» **Petikan Dokumen**

Dr. Ronsen Pasaribu (Pegang mic) saat hadiri perayaan ulang tahun Perkumpulan Naposo Naimarata Jabodetabek |
Oleh:
Dr. Ronsen Pasaribu
LIMBONGSON.MY.ID - Bagi sebagaian anggota Naimarata jaman now, masih menempatkan Naimarata sebatas cerita masa lalu yang manfaatnya nyaris tak terasa. Butuh waktu untuk menjelaskan sejarah Naimarata bahkan tidak jarang juga beradu argumentasi.
Jika dilayani berargumentasi, ada yang terbatas pengetahuan dan jawabannya tapi diam diam dalam hati semuanya menerima sebab bicara cerita keluarga sendiri pasti menempatkan dirinya dalam cerita itu. Menjadi bagian dari masalah, jauh lebih baik dari pada dirinya diluar masalah yang ada, sekalipun hanya cerita.
Sering saya menghindari perdebatan yang meruncing, tetapi selalu mengedepankan sikap, perilaku dan hal apa saja yang dapat berguna dalam kehidupan sehari-hari. Azas manfaat ini jauh lebih berguna katimbang hanya retorika sejarah yang bernuansa perbedaan apalagi permusuhan. Ini suatu perjuangan kita, saya tidak mengatakan sebagian orangtua, tetapi perubahan sikap lebih mudah dilakukan di generasi muda (zaman Now) mengingat mereka memiliki idealisme baik secara ilmiah maupun pengetahuan tarombo dan adat istiadat.
Sedangkan sebagian orangtua, sudah memiliki sikap keberpihakan, ditengah keterbatasan waktu, daya dan dana, bila bergabung dalam punguan NAIMARATA. Tulisan terdahulu, disimpulkan Naimarata adalah punguan Hasadaan Ompu Guru Tatea Bulan, sedangkan punguan derivatifnya atau berlatar belakang punguan “Satu” Ompung atau “satu Kampung berdasarkan teritorial”, sebentuk perwujudan dari kesatuan Naimarata itu sendiri.

» **Kutipan Sumber**
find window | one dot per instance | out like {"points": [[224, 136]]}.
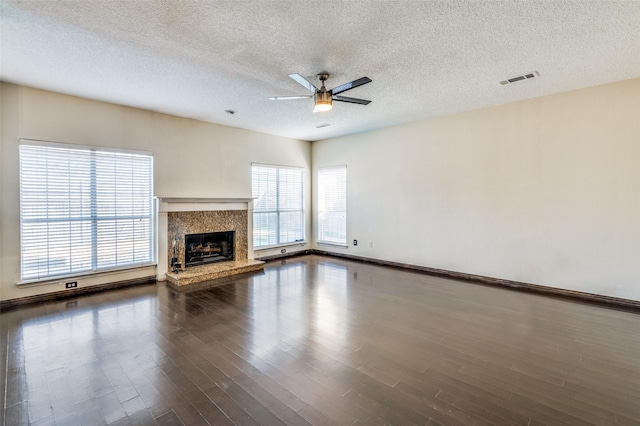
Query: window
{"points": [[278, 211], [332, 205], [83, 210]]}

» **Ketentuan Tugas**
A) Menurut tulisan tentang Naimarata, apa yang disimpulkan dalam tulisan terdahulu mengenai Naimarata?
B) Dalam tulisan tentang Naimarata, ganti "generasi muda" dengan "kaum muda", lalu tuliskan kembali bagian yang dimulai dari kata-kata "Sering saya menghindari" dan berhenti setelah "dan adat istiadat.".
C) Apa saja keterbatasan sebagian orangtua yang disebutkan dalam tulisan tentang Naimarata?
Materi di atas tidak berkaitan dengan tulisan tentang Naimarata.

» **Hasil per Tugas**
A) Naimarata adalah punguan Hasadaan Ompu Guru Tatea Bulan.

B)
Sering saya menghindari perdebatan yang meruncing, tetapi selalu mengedepankan sikap, perilaku dan hal apa saja yang dapat berguna dalam kehidupan sehari-hari. Azas manfaat ini jauh lebih berguna katimbang hanya retorika sejarah yang bernuansa perbedaan apalagi permusuhan. Ini suatu perjuangan kita, saya tidak mengatakan sebagian orangtua, tetapi perubahan sikap lebih mudah dilakukan di kaum muda (zaman Now) mengingat mereka memiliki idealisme baik secara ilmiah maupun pengetahuan tarombo dan adat istiadat.

C) Waktu, daya, dan dana.